What is required
Rewrite the lines from the one containing "Exercise. Mark the tree" up to and including the one containing "Exercise. Mark the rose" as a Markdown table with the columns Row and Line, one line per row, numbered in order and skipping any blank lines.

Supplied material
◆ ◆ ◆ ◆ ◆
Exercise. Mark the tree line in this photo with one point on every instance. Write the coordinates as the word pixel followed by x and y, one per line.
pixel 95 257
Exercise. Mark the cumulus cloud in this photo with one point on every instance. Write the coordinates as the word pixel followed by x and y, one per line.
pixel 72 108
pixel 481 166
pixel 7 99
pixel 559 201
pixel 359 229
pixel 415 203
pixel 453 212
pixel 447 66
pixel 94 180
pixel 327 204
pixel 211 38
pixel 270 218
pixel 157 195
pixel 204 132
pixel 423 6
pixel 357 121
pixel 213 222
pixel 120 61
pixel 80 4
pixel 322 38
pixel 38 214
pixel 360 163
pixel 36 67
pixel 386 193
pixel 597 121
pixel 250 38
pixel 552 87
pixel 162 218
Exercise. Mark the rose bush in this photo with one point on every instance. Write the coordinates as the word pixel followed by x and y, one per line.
◆ ◆ ◆ ◆ ◆
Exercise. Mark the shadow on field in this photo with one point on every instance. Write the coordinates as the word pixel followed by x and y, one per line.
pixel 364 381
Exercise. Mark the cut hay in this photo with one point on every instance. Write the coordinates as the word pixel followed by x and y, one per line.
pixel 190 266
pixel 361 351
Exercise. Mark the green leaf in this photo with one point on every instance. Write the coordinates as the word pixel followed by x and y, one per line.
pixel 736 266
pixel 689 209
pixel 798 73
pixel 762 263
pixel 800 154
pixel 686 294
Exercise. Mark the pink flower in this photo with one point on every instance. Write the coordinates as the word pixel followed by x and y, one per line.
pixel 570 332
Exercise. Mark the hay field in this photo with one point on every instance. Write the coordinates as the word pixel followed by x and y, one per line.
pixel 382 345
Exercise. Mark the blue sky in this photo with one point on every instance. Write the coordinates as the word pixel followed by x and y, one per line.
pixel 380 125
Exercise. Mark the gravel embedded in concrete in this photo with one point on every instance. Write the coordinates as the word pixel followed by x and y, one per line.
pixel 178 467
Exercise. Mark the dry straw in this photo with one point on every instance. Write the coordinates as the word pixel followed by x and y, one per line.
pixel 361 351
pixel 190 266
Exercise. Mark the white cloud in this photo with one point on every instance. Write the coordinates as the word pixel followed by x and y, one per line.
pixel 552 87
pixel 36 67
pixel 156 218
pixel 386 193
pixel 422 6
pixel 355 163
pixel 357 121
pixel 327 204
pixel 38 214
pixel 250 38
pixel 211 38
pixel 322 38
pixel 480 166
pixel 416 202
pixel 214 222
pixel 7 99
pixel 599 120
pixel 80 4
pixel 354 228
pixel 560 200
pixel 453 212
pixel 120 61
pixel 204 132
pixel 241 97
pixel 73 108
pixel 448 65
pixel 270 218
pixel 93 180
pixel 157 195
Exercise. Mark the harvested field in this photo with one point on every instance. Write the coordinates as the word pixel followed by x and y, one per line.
◆ ◆ ◆ ◆ ◆
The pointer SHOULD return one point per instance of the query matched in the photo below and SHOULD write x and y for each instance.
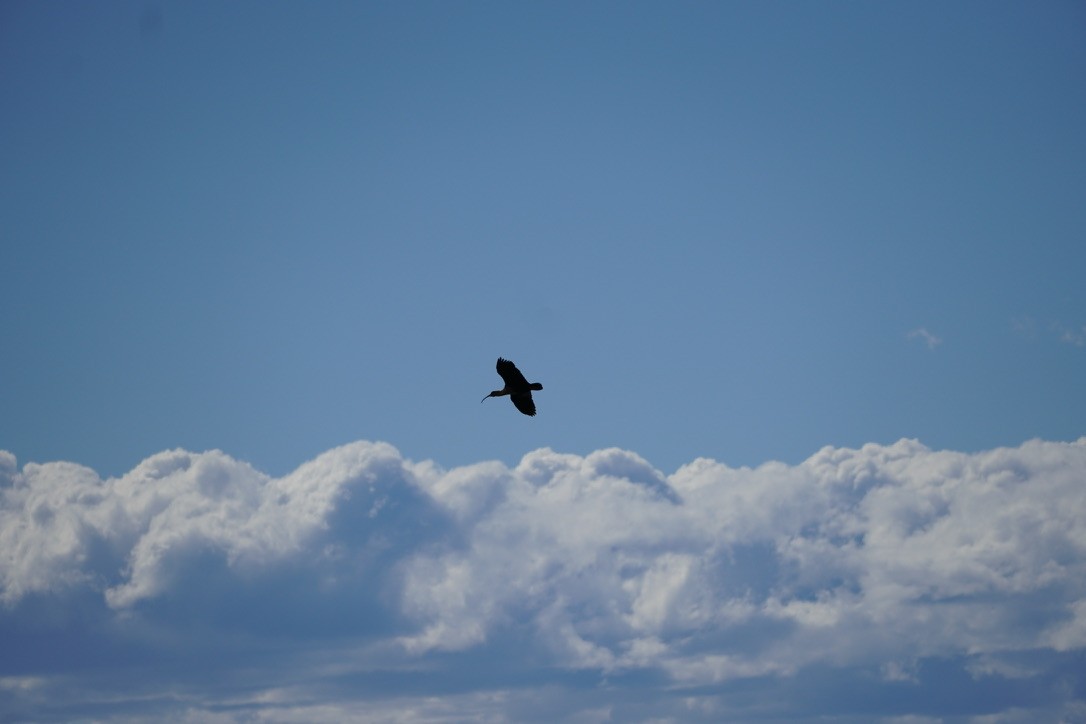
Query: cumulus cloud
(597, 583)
◆ ◆ ◆ ◆ ◆
Answer below
| Row | Line |
|---|---|
| 1 | Exercise. Mark the tree line in this photo with one point on every instance. Write the coordinates as the word pixel followed by x and y, one per line. |
| 2 | pixel 95 257 |
| 3 | Exercise. Mark the cumulus cloud in this photo with one point on every instance. Write the coordinates as the word pixel followed by x and y, one per line. |
| 4 | pixel 72 108 |
| 5 | pixel 481 166 |
| 6 | pixel 7 99 |
| 7 | pixel 559 201 |
| 8 | pixel 359 229 |
| 9 | pixel 415 203 |
| 10 | pixel 453 212 |
| 11 | pixel 447 66 |
| 12 | pixel 94 180 |
| 13 | pixel 327 204 |
| 14 | pixel 211 38 |
| 15 | pixel 270 218 |
| 16 | pixel 157 195 |
| 17 | pixel 204 132 |
| 18 | pixel 423 6 |
| 19 | pixel 357 121 |
| 20 | pixel 213 222 |
| 21 | pixel 120 61 |
| 22 | pixel 80 4 |
| 23 | pixel 322 38 |
| 24 | pixel 38 214 |
| 25 | pixel 360 163 |
| 26 | pixel 36 67 |
| 27 | pixel 386 193 |
| 28 | pixel 597 121 |
| 29 | pixel 250 38 |
| 30 | pixel 552 87 |
| 31 | pixel 162 218 |
| 32 | Exercise. Mark the rose bush in this photo with one point on every instance. Write the coordinates as the word pixel followed by x and y, one per line. |